*** Petikan Teks ***

Berbahagialah Anda bila selama ini Anda dianugerahi Allah dengan daya kreativitas yang tinggi sebab “kreativitas” menjadi variabel penting bagi proses perjalanan suatu bisnis. Adakalanya, dengan bekal jiwa kreatif, Anda tak akan kesulitan bila menghadapi keadaan sesulit apa pun.
Dengan kreativitas, Anda akan mudah menemukan peluang bisnis yang bisa dikerjakan. Seperti halnya yang dilakukan Burhan Gatot dengan kreasi koran bekasnya. Dia mampu menyulap koran bekas menjadi satu kerajinan yang memiliki potensi bisnis.
Siapa yang mengira, di tangan Burhan, koran bekas bisa dijadikan peluang bisnis yang lumayan menguntungkan. Padahal, selama ini banyak di antara kita yang menjual koran bekas secara kiloan. Bila tidak begitu, dimanfaatkan untuk membungkus makanan, malah dibakar.
Kreativitas Burhan bermula ketika dia yang bekerja di sebuah media massa yang hampir setiap hari harus dihadapkan dengan bertumpuk-tumpuk koran, sedangkan di rumahnya pun, kertas koran berserakan dan hanya dibiarkan begitu saja ketika selesai dibaca. Hatinya pun merasa eman (sayang, ed.). “Sangat sayang bila koran bekas tersebut hanya dibiarkan begitu saja,” katanya.
Suatu ketika, muncul ide–melinting per bagian halaman koran–oleh pria berusia 37 tahun itu. Dia bereksperimen dengan menyusunnya menjadi sebuah bentuk. Akhirnya, kerajinan kertas koran berhasil diciptakannya. Kepiawaian Burhan dalam memanfaatkan koran bekas bukan melulu mengandalkan hasil otodidak. Namun, dia juga belajar dari berbagai sumber.
Memang, sesekali, Burhan searching di internet untuk melihat model-model suatu produk sebagai bahan untuk menciptakan atau memodifikasi bentuk baru. Hasilnya? Telah banyak produk yang diciptakan Burhan. Misalnya: tas, mangkuk buah, dudukan kursi, lampu meja, dan tempat tisu.
Dilihat dari sifat bisnis ini, selain ramah lingkungan, kerajinan kertas ini sangat ekonomis dalam penyediaan bahan baku dan pendukungnya. Kertas koran bekas jumlahnya melimpah. Malah, kabarnya, koran bekas menjadi salah satu penyumbang terbesar sampah rumah tangga. Praktis, hal ini akan mempermudah setiap orang untuk mendapatkan bahan baku. Dengan demikian, sebenarnya tanpa, modal pun bisa untuk mendapatkan bahan baku. Ditambah lagi, belum banyak pesaing di bisnis berbasis koran bekas ini.
Burhan sendiri seringkali mendapatkan koran bekas secara gratis. Teman maupun tetangganya, banyak yang menyuruh unruk mengambil koran bekas di tempat mereka. Hanya sesekali dia membeli koran bekas dari pedegang. Namun, untuk membuat kerajinan ini, tidak boleh sembarangan memilih kertas koran. Kertas yang dipakai harus dalam keadaan bersih. Kadang kala, koran bekas dipakai untuk tempat gorengan atau kena air. “Pada koran yang bersih, kekuatannya lebih bagus,” kata Burhan yang memulai usaha sampingannya ini sejak Maret 2007.

*** Materi Hasil Ekstraksi ***

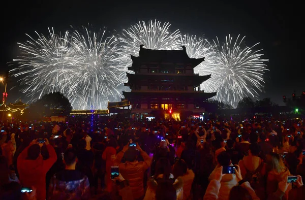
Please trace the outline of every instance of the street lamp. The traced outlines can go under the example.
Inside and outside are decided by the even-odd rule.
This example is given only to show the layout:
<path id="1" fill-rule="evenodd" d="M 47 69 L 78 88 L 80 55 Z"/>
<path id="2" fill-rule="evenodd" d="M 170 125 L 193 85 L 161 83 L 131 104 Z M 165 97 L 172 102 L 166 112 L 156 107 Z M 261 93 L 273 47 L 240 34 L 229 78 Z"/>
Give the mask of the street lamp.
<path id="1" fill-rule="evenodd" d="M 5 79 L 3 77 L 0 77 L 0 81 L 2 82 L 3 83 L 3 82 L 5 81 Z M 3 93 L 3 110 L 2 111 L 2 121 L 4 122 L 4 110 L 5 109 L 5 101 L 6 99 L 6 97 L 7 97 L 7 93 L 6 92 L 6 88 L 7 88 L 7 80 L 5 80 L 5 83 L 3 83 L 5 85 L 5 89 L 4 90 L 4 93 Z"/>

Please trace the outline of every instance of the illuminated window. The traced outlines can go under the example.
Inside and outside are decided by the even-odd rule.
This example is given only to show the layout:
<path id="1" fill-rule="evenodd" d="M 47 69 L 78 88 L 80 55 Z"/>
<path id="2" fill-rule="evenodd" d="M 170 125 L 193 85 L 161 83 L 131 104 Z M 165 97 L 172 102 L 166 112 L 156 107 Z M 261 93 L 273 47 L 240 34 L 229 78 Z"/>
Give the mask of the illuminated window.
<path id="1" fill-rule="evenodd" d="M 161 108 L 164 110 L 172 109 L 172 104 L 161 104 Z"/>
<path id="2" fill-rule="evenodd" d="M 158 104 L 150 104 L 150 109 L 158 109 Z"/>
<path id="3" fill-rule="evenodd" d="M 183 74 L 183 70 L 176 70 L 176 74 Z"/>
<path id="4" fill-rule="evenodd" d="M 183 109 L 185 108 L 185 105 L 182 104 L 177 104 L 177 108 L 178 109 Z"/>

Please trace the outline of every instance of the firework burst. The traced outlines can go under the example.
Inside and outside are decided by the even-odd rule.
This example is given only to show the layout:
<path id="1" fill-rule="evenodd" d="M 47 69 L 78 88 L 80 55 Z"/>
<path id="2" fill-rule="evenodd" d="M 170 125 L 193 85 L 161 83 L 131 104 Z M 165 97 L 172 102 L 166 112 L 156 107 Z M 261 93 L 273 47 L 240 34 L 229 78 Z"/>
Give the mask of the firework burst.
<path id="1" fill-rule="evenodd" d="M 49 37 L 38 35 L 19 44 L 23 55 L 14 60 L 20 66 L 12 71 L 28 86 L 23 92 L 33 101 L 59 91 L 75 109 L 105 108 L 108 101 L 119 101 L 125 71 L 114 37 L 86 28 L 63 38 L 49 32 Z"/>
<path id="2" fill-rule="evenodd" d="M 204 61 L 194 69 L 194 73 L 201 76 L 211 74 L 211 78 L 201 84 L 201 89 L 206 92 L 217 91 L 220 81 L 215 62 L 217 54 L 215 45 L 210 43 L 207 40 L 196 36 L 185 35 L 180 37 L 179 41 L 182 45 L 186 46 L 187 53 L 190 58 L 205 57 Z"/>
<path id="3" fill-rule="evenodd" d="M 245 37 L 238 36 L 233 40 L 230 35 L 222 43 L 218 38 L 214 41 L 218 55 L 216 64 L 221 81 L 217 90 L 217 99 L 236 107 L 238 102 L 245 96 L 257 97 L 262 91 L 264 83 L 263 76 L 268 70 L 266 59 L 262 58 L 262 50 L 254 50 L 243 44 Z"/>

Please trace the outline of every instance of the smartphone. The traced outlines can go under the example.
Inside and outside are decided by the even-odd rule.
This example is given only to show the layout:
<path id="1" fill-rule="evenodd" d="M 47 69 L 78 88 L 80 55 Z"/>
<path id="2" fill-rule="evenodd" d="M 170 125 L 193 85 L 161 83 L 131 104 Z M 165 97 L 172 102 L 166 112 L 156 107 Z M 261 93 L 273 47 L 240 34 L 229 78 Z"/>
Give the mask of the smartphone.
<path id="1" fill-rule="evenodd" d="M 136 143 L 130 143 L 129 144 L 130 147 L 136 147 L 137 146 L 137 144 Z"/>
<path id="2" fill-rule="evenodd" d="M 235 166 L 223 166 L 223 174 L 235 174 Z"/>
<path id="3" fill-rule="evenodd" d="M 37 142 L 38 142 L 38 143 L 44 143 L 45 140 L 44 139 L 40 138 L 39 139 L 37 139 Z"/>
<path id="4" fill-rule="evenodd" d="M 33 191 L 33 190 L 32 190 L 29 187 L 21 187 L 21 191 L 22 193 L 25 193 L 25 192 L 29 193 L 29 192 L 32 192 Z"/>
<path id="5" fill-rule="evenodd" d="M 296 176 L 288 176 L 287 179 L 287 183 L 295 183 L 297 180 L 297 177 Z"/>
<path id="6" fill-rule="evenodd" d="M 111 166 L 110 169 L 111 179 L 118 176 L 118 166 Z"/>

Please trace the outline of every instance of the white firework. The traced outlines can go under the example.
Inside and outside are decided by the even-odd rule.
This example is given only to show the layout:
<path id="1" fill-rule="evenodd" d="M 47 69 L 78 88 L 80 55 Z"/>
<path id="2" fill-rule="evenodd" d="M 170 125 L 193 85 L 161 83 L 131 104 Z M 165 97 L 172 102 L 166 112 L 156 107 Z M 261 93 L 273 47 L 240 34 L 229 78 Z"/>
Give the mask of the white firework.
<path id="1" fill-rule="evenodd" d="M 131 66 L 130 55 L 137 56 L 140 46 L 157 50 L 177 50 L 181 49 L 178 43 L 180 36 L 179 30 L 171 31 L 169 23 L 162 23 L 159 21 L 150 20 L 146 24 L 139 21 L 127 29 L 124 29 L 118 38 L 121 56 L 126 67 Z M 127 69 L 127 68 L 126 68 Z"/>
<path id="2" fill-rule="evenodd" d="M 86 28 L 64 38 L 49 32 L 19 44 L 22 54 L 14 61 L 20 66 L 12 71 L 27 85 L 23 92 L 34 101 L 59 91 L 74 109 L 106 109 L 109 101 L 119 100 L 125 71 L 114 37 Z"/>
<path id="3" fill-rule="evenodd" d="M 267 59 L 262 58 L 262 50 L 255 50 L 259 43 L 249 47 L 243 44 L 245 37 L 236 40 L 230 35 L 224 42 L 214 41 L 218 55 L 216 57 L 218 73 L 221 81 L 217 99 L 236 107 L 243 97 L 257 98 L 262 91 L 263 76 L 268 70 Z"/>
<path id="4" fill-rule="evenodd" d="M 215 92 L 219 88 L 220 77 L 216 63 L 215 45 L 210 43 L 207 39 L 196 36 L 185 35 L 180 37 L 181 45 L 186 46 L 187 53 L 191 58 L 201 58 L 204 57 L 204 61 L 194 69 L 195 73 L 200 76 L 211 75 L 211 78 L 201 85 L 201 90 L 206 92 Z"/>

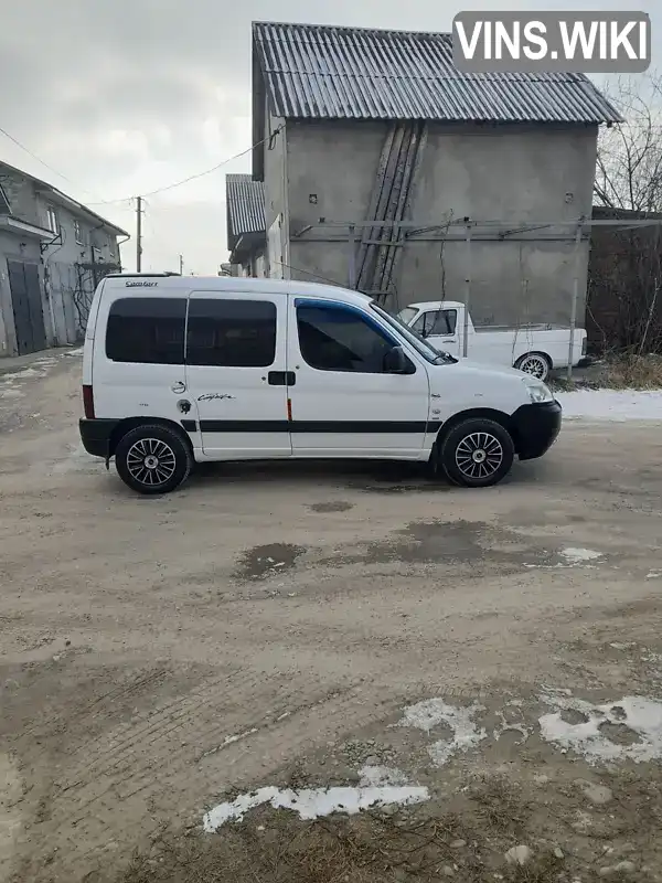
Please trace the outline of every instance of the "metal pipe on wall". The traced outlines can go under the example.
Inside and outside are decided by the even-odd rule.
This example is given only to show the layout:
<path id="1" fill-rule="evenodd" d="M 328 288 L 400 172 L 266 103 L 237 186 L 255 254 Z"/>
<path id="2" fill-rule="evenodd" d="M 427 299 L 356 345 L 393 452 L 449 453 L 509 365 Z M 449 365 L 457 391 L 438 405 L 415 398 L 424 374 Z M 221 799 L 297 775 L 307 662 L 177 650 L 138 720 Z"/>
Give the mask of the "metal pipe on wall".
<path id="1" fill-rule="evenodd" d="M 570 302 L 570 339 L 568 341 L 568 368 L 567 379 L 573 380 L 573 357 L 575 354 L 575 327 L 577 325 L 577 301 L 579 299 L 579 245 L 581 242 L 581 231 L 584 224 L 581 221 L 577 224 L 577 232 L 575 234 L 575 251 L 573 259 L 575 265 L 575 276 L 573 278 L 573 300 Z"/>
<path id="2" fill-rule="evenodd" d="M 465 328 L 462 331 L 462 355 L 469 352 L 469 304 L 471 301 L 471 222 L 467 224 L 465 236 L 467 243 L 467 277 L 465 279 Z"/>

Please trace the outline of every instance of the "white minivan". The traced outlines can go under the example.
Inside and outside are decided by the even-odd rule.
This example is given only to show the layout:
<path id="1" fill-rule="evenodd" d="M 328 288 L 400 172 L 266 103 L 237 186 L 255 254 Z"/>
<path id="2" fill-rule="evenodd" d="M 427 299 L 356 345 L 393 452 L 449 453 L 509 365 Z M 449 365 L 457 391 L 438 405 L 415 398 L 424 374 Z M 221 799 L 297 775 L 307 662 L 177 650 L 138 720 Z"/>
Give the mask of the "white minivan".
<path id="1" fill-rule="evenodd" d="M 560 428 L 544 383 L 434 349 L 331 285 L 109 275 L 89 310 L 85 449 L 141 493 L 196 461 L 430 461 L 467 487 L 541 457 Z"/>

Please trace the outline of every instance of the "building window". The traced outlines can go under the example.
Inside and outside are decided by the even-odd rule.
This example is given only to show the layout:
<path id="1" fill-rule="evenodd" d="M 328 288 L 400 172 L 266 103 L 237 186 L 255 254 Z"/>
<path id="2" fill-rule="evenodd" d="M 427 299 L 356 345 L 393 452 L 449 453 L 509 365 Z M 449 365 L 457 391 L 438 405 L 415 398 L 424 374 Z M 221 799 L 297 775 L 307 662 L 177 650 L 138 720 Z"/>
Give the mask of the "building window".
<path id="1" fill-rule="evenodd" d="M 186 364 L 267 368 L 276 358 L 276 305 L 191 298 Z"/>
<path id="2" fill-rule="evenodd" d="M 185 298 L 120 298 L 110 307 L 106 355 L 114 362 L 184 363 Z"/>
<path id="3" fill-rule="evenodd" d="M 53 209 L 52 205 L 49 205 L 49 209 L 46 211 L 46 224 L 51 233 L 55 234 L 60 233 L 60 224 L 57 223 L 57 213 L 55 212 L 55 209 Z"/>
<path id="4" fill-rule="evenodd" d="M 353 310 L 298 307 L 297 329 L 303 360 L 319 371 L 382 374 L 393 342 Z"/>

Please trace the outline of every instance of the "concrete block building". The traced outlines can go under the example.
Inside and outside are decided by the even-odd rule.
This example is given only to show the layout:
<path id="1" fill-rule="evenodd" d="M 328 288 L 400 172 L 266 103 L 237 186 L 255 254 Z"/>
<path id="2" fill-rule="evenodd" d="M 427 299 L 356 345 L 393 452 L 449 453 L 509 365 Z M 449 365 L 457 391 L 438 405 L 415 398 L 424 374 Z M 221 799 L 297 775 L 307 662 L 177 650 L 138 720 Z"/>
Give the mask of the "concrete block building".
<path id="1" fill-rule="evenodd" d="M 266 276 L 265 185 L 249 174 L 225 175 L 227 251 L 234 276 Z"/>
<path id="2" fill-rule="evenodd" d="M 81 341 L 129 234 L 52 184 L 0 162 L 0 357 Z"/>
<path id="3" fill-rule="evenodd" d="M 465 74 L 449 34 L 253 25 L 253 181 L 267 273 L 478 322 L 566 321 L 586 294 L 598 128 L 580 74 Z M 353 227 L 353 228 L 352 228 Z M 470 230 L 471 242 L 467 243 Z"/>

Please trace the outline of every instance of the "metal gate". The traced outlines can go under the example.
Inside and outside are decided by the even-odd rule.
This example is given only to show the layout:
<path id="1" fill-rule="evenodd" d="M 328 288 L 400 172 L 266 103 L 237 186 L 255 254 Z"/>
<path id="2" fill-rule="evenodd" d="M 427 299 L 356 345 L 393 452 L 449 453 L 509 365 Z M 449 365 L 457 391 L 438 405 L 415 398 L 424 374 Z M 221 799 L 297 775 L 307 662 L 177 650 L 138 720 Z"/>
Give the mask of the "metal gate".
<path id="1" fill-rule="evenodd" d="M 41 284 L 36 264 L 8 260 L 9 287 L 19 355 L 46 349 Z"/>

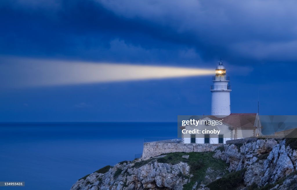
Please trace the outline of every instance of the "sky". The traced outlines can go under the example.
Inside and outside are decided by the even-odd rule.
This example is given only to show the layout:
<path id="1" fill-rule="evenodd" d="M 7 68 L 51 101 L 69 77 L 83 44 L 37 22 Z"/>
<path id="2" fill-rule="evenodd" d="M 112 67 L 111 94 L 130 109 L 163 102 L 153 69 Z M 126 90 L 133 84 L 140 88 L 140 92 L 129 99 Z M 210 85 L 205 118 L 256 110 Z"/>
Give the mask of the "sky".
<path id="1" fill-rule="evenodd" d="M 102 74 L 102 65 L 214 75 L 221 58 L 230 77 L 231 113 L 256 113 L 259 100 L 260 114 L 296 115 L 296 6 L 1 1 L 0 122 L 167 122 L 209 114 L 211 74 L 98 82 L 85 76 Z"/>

***

**Latihan Tertulis 1**
Nyatakan apakah setiap pernyataan berikut sesuai dengan teks tentang kerajinan koran bekas. Jawablah ya atau tidak, disertai kutipan persis dari teks yang menjadi dasar penentuannya. (a) Burhan Gatot berusia 37 tahun. (b) Burhan selalu membeli koran bekas dari pedagang. (c) Burhan memulai usaha sampingannya sejak Maret 2007.
**Latihan Tertulis 2**
Lanjutkan teks tentang kerajinan koran bekas mulai dari bagian terakhirnya.

**Jawaban 1**
(a) Ya: "oleh pria berusia 37 tahun itu"
(b) Tidak: "Burhan sendiri seringkali mendapatkan koran bekas secara gratis."
(c) Ya: "Burhan yang memulai usaha sampingannya ini sejak Maret 2007"

**Jawaban 2**
Prosesnya sederhana: Kertas koran diambil satu lembar, tanpa dibagi dua halaman, lalu dilinting melawan arah serat. Untuk mengetahui arah serat, bisa dilakukan uji penyobekan. Serat koran biasanya berarah vertikal, atas ke bawah, saat membaca koran. Jika disobek secara vertikal, akan mudah didapatkan sobekan yang lurus. Bila disobek ke arah horisontal, kiri ke kanan, atau berlawanan arah serat maka hasil sobekan akan melenceng; koran tidak mudah disobek dengan cara ini. Hasil lintingan nantinya lebih kuat saat disusun melawan serat.
Gelondongan lintingan koran bisa dibentuk menggunakan bantuan lidi. Tangan, sekaligus berfungsi merapatkan lintingan agar didapat gelondongan yang keras. Selesai dilinting, ujung terakhir dilem dengan lem kayu.
Teknik awal ini bermacam-macam sesuai objek kerajinan yang akan dibuat. Gelondongan keras dipakai pada kebanyakan kerajinan dengan model yang kokoh. Gelondongan akan dipipihkan bila dipakai untuk membuat tas karena pada pembuatan tas, pipihan tadi akan dianyam. Ada lagi bentuk tali tampar. Kertas koran tadi cukup dipelintir. Bentuk pelintiran ini dipakai untuk alas kursi atau papan catur.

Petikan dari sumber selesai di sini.